• [EXTRACT TO READ]
Marc Lipsitch

Professor of Epidemiology

Department of Epidemiology

Department of Immunology and Infectious Diseases

677 Huntington Avenue
Kresge Building Room 808-C
Boston, Massachusetts 02115
617.432.4559
mlipsitc@hsph.harvard.edu

Research

Research focuses on the transmission dynamics and within-host population biology of infectious disease. It combines in vivo (murine) experimental studies with statistical and mathematical modeling (population-dynamical) approaches to address questions in these areas. Present research interests include:

Population dynamics of pneumococcal carriage and transmission. I use mathematical models to study the transmission dynamics of multiple serotypes of Streptococcus pneumoniae and the interactions among these serotypes. In the lab, we are doing experiments on the population dynamics of intranasal carriage of pneumococci in mice to measure parameters and test assumptions and predictions of the mathematical models. A central question of interest in this experimental and mathematical work whether widespread use in the human population of conjugate vaccines against a subset of serotypes will result in increased carriage of non-vaccine serotypes ("serotype replacement"), and if so, what the public health consequences will be.

I am also developing statistical models to test for evidence of serotype replacement in clinical trials. Antimicrobial resistance in hospital- and community-acquired pathogens. We use mathematical models and epidemiological data to evaluate the relationships between antimicrobial use and antimicrobial resistance in a number of bacterial and viral pathogens.

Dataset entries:
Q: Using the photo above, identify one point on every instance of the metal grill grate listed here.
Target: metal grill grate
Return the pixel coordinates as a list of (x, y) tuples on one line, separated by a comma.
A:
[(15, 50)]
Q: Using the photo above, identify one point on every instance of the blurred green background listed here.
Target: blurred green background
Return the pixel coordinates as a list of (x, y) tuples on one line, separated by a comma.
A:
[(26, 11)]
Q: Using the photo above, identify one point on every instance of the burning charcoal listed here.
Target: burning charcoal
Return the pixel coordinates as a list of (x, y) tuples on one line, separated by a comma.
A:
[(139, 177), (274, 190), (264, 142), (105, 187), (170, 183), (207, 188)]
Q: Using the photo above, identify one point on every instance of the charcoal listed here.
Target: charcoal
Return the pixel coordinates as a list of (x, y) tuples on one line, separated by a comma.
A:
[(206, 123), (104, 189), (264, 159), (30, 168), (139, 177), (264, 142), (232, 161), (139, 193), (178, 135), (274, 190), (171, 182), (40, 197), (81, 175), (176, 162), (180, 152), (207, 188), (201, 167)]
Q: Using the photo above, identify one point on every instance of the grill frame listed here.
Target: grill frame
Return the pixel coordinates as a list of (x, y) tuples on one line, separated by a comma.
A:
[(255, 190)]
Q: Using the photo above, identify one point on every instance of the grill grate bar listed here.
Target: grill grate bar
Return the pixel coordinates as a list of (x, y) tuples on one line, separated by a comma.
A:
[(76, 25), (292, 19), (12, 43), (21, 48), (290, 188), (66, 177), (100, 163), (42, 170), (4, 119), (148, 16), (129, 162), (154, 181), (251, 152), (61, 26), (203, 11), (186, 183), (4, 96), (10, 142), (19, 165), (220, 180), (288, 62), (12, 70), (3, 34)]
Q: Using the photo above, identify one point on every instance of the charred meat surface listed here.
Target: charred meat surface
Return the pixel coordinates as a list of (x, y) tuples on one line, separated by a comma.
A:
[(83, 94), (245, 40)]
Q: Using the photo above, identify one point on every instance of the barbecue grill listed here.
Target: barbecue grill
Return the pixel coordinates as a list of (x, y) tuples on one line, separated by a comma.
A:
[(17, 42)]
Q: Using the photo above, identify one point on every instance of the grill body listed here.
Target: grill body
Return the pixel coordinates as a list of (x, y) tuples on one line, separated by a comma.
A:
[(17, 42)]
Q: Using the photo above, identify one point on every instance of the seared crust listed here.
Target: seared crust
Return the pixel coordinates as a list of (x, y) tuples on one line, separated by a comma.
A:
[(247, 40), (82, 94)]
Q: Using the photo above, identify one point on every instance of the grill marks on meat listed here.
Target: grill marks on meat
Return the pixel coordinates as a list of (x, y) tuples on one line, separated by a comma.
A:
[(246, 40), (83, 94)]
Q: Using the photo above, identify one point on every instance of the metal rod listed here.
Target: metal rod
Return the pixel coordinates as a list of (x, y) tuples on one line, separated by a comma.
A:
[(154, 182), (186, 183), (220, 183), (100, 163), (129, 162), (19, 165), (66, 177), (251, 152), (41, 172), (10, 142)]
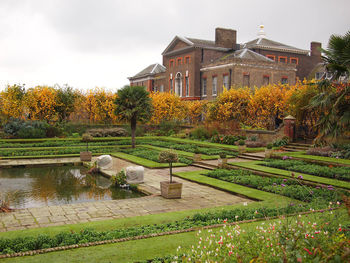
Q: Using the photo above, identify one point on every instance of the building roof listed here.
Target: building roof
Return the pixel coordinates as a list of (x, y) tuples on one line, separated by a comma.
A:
[(246, 54), (193, 42), (150, 70), (264, 43)]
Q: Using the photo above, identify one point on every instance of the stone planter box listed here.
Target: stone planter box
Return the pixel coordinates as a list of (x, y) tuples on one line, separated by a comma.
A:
[(85, 156), (222, 163), (268, 153), (241, 149), (171, 190), (197, 157)]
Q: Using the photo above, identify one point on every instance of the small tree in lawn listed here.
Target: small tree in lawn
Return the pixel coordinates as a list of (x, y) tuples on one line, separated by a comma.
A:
[(169, 157), (87, 138), (133, 104)]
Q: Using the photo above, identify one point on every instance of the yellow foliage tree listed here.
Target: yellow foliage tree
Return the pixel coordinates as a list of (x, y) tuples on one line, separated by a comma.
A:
[(167, 107), (11, 101), (99, 105), (268, 104), (231, 105), (195, 109), (41, 103)]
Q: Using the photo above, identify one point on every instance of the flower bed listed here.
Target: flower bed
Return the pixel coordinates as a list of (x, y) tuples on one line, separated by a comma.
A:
[(22, 244), (292, 188), (150, 154), (55, 151), (341, 173), (187, 147)]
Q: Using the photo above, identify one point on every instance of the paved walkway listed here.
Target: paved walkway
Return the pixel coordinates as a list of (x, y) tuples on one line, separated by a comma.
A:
[(194, 196)]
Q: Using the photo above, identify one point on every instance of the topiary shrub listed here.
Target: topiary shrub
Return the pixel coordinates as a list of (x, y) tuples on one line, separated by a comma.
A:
[(169, 157)]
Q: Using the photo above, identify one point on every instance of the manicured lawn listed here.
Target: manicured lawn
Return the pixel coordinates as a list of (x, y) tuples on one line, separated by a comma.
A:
[(137, 250), (144, 162), (304, 156), (197, 176), (255, 165)]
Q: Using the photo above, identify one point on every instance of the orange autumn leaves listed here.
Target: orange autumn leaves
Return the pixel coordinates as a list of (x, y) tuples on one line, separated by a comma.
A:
[(169, 107), (257, 109)]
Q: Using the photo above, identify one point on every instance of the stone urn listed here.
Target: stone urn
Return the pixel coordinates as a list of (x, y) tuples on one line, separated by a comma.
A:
[(268, 151), (170, 189), (197, 157), (86, 156)]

• [TASK BRIEF] Carry on the research profile of Marc Lipsitch, beginning right after its final sentence.

• [EXERCISE RESULT]
We are also interested in the within-host population dynamics of antimicrobial resistance, the development of improved treatment protocols to reduce the selection for resistant bacteria, and the design of studies to measure the selective effect of treatment on antimicrobial resistance. See also article "The Secret Life of Hospital Bugs: Non-resistant Bacteria Shown to Be Hidden Ally in Fight Against Drug-resistant Strains" in Harvard Focus. Population biology of plasmids.

With Carl Bergstrom and Bruce Levin (Emory University), I am working on mathematical models of plasmid persistence in bacterial populations. We are particularly interested in the roles of interspecific plasmid transfer and environmental heterogeneity in preserving plasmids when the plasmids impose a selective disadvantage on their bacterial hosts.